─── DOCUMENT EXCERPT ───

Switzerland: asylum-seekers in Canton of Glarus
Switzerland: Impartial investigation needed into treatment of asylum-seekers in the Canton of Glarus
At around 5.30 am on 3 July 2003 a police special unit, apparently searching for criminal suspects and evidence of criminal activity, carried out simultaneous raids on Rain transit centre for asylum-seekers and unauthorized immigrants in the town of Ennenda and two houses for asylum-seekers in the town of Linthal, Canton of Glarus.
Amnesty International is calling on the authorities in the Canton of Glarus to ensure that a thorough and impartial investigation is opened immediately into the alleged cruel, inhuman and degrading treatment of foreigners during the police raids and that the findings are made public at the earliest opportunity. Any officer found responsible for human rights violations should be brought to justice and the victims of any such violations should receive full and adequate reparation.
Prompt, thorough and impartial investigations, in line with international standards, with the scope, methods and findings made public, serve to protect the reputations of police officers who may be the subject of unfounded accusations of ill-treatment, as well as to safeguard the interests of genuine victims of ill-treatment.
It has been alleged, amongst other things, that during the house searches:
- Police officers wore helmets and goggles masking their individual identities;
- Police officers, after using hammers to smash the main doors and inside doors, dragged the residents from their beds and onto the floor, then bound them hand and foot;
- Police officers then placed black hoods over the heads of the detainees so that they could not see;
- Police officers then pulled down the trousers and underpants of some male detainees, stuck numbers onto their backs with adhesive tape and photographed them from behind "in sexually degrading positions," while laughing at them;
- Detainees in the Rain transit centre were then locked together in a room for several hours, still bound and hooded, and forbidden to speak;
- A 16-year-old boy, an asylum-seeker apparently fleeing civil war in his home country and frightened by the raid, jumped from a third-floor window, suffering serious back injuries: it is claimed that he did not receive adequate medical assistance.
The Glarus police have stated that the operation was carried out in a "lawful" and "proportionate" manner. Amnesty International understands that the police have also confirmed, amongst other things, that the residents were bound, required to undress for body searches, had numbers stuck to their backs, were forbidden to speak to each other, and were hooded, to prevent eye-contact. The police have denied that any detainee was photographed in a sexually degrading position. Police have also indicated that the officers involved in the operation wore labels identifying themselves as members of the police force.
Amnesty International is urging that the investigation into the police operation include a determination as to whether international human rights standards were observed. The investigation should establish in particular whether:
- European and international standards on the fundamental rights of detainees were observed, including: -- the right not to be subjected to cruel, inhuman or degrading treatment; -- the right of prompt provision of adequate medical care -- and the right to humane conditions of detention;
- the General Recommendation issued by the UN Special Rapporteur on Torture in 1995, that the practice of hooding and blindfolding of detainees be forbidden, has been transmitted to the police by relevant federal and cantonal authorities;
- the European Code of Police Ethics, adopted by the Committee of Ministers of the Council of Europe in September 2001, has been transmitted to the police by relevant federal and cantonal authorities. The code states, amongst other things, that during interventions law enforcement officers should normally "be in a position to identify themselves as an individual member of the police."
As the Committee commented, "without a possibility of identifying the individual policeman/woman, personal accountability ... becomes an empty notion." If officers do not display prominently some form of identification - such as a service number - this can prevent the identification of alleged assailants and thus provide them with complete impunity.

─── INFORMATION SHOWN ───

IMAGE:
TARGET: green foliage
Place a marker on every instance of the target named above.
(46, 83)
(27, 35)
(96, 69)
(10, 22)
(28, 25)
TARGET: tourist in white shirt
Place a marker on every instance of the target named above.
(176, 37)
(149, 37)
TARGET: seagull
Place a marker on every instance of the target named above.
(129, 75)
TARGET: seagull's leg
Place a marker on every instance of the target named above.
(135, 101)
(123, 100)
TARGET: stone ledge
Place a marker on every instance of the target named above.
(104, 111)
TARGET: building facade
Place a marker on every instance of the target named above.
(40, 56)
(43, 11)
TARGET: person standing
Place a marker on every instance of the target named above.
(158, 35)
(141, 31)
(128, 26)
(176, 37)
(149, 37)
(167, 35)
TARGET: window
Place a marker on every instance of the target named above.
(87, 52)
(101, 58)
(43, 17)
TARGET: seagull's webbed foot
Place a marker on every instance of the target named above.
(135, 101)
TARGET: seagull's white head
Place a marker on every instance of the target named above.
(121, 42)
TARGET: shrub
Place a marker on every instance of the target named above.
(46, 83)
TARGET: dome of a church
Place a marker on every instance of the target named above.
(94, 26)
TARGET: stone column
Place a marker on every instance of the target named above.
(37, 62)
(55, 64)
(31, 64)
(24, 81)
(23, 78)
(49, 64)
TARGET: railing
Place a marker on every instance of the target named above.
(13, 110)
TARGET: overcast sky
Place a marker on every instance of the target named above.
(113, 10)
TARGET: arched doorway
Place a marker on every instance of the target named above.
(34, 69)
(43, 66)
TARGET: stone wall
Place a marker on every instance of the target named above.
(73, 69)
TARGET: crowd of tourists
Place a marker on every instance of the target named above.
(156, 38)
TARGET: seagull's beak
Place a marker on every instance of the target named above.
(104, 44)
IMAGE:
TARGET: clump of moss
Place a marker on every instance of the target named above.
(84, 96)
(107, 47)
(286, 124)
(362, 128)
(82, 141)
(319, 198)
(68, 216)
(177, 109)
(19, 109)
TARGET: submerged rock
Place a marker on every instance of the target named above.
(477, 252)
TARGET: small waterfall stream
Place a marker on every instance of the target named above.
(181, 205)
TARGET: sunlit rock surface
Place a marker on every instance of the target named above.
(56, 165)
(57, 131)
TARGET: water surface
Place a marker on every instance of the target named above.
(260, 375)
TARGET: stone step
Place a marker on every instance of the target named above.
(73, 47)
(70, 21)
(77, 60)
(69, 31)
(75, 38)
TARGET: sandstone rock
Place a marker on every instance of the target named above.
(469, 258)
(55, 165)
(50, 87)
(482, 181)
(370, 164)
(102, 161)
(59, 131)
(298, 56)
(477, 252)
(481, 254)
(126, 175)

───

▶ **EXERCISE REQUIREMENTS**:
Answer these questions using the text on the police raids in the Canton of Glarus.
1. At about what time on 3 July 2003 were the raids carried out?
2. How old was the asylum-seeker who jumped from a window, and from which floor did he jump?
3. Which body adopted the European Code of Police Ethics, and in what month and year?

▶ **WRITTEN SOLUTION**:
1. At around 5.30 am.
2. He was 16 years old, and he jumped from a third-floor window.
3. The Committee of Ministers of the Council of Europe adopted it in September 2001.